* START PROVIDED PASSAGE *

Just asking: Are your viewports vector or hybrid rendered?
(I wouldn’t use these for screen/projector display as the vector lines wouldn’t look any different from raster renders anyway). Agree that vector rendering is slow for complex models.
They are hybrid drawings for presentation drawings. The feature does not work at a certain threshold. When you start experimenting, I can print from a hybrid rendered window and what I see on the screen is not what prints through the direct print dialogue box. Printing renders everything as opposed to screen rendering which drops objects and takes 10 minutes to render or crash. Time for Trimble to address this or remove hybrid rendering. I have other examples where the screen rendering does not conform to the settings. I will find the video. Many of my colleagues call SketchUp a toy and this behavior confirms their bias. I need a tool that I can count on. I can count on Rhino. SketchUp only works to a low threshold of complexity. Trimble needs to level with Mac users on why the screen rendering with 32 gb of ram and a Vega Pro graphics card does not work with their hybrid rendering. Another experiment is to save and Then send a raster rendering to A new layout. It will print. If I update A layout file with Multiple pages, it takes many minutes for the beach ball to stop spinning. Many times it never does. Same SketchUp file. So I cannot rely on it
Watch this movie
So can you explain why this happens, Colin???
Hi Colin, As a further follow up, I’ve been reading some old “back issues” of the Forum re LayOut performance and found this (I think) really excellent analysis (from JQL back in April, 2016, and then again in April 2018), of what LayOut “IS”, versus what it can, and probably “should” BE …
This was posted before my time, and I just discovered it, not sure how long you have been attending your post, did you see this? I’ve made several posts speculating on real necessity and practicality/feasibility of rewriting LayOut code from the ground up, but I actually like JQL’s idea of a BRAND NEW SU PRO program addition called “Documents”!

* END PROVIDED PASSAGE *
* START DATASET EXTRACT *

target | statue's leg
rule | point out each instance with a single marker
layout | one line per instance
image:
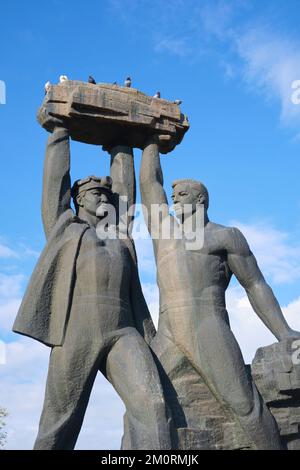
(131, 370)
(72, 371)
(217, 356)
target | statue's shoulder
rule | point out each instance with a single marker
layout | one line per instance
(230, 238)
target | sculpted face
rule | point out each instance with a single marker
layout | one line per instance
(96, 201)
(183, 194)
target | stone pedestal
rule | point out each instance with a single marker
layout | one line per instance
(110, 115)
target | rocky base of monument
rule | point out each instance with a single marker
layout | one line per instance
(278, 380)
(276, 371)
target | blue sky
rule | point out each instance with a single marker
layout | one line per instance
(232, 63)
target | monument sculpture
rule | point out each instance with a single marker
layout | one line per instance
(186, 386)
(85, 299)
(193, 321)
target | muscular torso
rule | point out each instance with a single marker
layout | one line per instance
(103, 269)
(199, 277)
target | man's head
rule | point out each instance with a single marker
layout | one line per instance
(93, 194)
(189, 191)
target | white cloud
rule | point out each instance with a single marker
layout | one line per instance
(271, 64)
(176, 46)
(6, 252)
(277, 255)
(10, 285)
(8, 312)
(23, 381)
(249, 330)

* END DATASET EXTRACT *

▶ INSTRUCTIONS:
1. State whether each statement agrees with the forum discussion, answering yes or no and quoting the deciding words: (a) the viewports in question are hybrid drawings intended for presentation; (b) the writer states that Rhino cannot be relied upon; (c) the Mac described has 64 GB of RAM.
2. Write out the portion of the forum discussion that opens with the words containing "(I wouldn’t use" and closes with "for complex models.".
3. In the forum discussion, what does JQL propose adding to SketchUp Pro?

▶ RESULTS FOR THE EXERCISE:
1.
(a) Yes: "They are hybrid drawings for presentation drawings."
(b) No: "I can count on Rhino."
(c) No: "with 32 gb of ram and a Vega Pro graphics card"

2.
(I wouldn’t use these for screen/projector display as the vector lines wouldn’t look any different from raster renders anyway). Agree that vector rendering is slow for complex models.

3. A brand new SU Pro program addition called "Documents."